Object position labeling records
────

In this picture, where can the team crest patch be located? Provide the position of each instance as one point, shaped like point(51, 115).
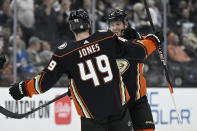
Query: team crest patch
point(123, 65)
point(62, 46)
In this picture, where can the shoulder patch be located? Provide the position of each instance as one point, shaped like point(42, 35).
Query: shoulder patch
point(62, 46)
point(122, 39)
point(102, 30)
point(123, 65)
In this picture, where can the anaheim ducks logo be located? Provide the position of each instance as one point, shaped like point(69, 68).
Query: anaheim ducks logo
point(123, 65)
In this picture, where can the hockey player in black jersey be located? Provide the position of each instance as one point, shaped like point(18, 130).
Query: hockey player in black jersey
point(2, 61)
point(132, 73)
point(96, 87)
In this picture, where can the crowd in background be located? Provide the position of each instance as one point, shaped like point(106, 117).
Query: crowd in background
point(43, 24)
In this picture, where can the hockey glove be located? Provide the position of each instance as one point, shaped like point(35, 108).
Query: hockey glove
point(18, 90)
point(130, 34)
point(2, 61)
point(157, 38)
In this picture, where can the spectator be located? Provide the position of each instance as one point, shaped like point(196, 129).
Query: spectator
point(33, 53)
point(140, 18)
point(25, 17)
point(185, 22)
point(175, 52)
point(24, 65)
point(46, 22)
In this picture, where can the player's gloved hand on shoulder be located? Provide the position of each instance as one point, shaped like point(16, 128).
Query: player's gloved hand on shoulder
point(130, 34)
point(18, 90)
point(158, 38)
point(2, 61)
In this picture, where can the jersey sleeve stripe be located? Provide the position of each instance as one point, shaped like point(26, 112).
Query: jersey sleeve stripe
point(138, 82)
point(78, 107)
point(36, 84)
point(124, 95)
point(80, 101)
point(84, 46)
point(142, 45)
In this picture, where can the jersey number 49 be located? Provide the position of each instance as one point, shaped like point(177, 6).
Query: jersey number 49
point(103, 66)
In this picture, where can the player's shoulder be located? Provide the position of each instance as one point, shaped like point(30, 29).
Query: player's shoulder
point(104, 33)
point(122, 39)
point(63, 49)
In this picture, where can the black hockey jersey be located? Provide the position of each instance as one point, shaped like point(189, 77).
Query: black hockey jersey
point(132, 72)
point(96, 85)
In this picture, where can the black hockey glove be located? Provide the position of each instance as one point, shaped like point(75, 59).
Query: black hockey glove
point(69, 94)
point(18, 90)
point(130, 34)
point(157, 38)
point(2, 61)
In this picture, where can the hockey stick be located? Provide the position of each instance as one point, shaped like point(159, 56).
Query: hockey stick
point(162, 60)
point(20, 116)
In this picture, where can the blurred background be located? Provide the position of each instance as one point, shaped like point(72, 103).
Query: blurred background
point(31, 29)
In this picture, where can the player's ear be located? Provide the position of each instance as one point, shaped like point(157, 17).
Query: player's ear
point(126, 24)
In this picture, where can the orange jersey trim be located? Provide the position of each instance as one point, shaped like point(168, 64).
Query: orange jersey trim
point(149, 44)
point(80, 109)
point(33, 86)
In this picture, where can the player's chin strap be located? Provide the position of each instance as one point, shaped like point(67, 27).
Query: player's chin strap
point(162, 60)
point(20, 116)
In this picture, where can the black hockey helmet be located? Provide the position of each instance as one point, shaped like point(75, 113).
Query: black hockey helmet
point(116, 15)
point(79, 20)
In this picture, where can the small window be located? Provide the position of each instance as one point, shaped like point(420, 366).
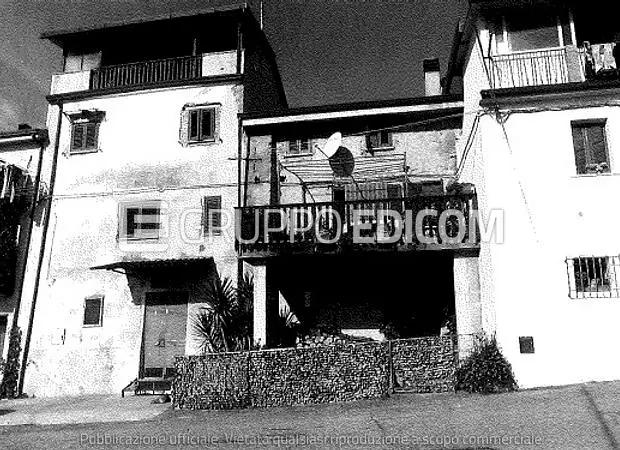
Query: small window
point(379, 140)
point(593, 277)
point(140, 220)
point(297, 147)
point(93, 311)
point(590, 145)
point(526, 345)
point(212, 215)
point(199, 124)
point(85, 131)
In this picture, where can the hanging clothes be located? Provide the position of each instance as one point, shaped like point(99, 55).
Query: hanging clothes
point(603, 57)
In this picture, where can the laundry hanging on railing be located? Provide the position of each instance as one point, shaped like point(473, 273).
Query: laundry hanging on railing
point(366, 168)
point(603, 55)
point(12, 181)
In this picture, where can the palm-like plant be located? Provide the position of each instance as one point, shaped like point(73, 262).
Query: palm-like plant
point(225, 324)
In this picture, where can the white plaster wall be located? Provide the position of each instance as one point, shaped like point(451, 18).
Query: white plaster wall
point(550, 215)
point(140, 158)
point(63, 83)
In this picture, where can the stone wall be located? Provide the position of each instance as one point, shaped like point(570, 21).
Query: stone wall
point(424, 365)
point(322, 374)
point(319, 375)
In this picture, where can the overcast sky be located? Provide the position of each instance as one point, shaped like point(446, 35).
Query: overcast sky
point(328, 51)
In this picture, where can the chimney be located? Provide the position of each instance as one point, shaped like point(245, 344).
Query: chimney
point(432, 77)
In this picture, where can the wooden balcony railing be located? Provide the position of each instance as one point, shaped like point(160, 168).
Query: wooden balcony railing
point(147, 72)
point(534, 68)
point(420, 223)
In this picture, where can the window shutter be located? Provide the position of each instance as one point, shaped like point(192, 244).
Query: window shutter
point(184, 127)
point(293, 147)
point(93, 308)
point(193, 126)
point(78, 136)
point(579, 145)
point(212, 217)
point(216, 123)
point(597, 144)
point(91, 135)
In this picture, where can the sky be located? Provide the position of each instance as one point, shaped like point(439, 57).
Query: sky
point(328, 51)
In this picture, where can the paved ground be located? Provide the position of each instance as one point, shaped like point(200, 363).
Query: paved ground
point(574, 417)
point(71, 410)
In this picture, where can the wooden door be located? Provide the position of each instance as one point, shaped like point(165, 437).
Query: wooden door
point(165, 324)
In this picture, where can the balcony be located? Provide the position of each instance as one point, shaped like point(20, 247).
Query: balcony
point(15, 195)
point(549, 67)
point(420, 223)
point(147, 73)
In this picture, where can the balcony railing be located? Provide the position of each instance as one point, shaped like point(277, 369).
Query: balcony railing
point(147, 72)
point(445, 222)
point(534, 68)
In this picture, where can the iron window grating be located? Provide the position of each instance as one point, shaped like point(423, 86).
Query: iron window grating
point(593, 277)
point(93, 311)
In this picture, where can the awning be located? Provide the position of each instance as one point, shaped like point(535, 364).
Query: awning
point(153, 264)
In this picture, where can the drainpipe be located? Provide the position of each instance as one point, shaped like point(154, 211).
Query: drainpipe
point(37, 281)
point(43, 141)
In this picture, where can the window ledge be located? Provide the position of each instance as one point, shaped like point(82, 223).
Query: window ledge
point(594, 175)
point(298, 155)
point(200, 143)
point(379, 149)
point(83, 152)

────

TASK DETAILS => Copy the records starting at the line that contains "In this picture, where can the small" and ending at the line that contains "point(225, 324)", substituting "drying clothes" for every "hanging clothes" and changing nothing else. Leave the pictures out.

EXERCISE SOLUTION =>
In this picture, where can the small window be located? Provide the position of each instance as one point, shaped like point(420, 366).
Query: small window
point(379, 140)
point(593, 277)
point(140, 220)
point(297, 147)
point(93, 311)
point(590, 145)
point(526, 345)
point(212, 215)
point(199, 124)
point(85, 131)
In this picture, where can the drying clothes be located? Provide the position of each instance as one point, shaped like point(99, 55).
Query: drying clothes
point(603, 57)
In this picture, where can the laundry hanging on railing be located? Provide the position of each instance as one point, shaped like point(473, 273).
Query: laundry hanging on railing
point(366, 168)
point(603, 55)
point(12, 181)
In this picture, where can the palm-like plant be located? Provide the position of each instance as one point, shaped like point(73, 262).
Query: palm-like plant
point(225, 324)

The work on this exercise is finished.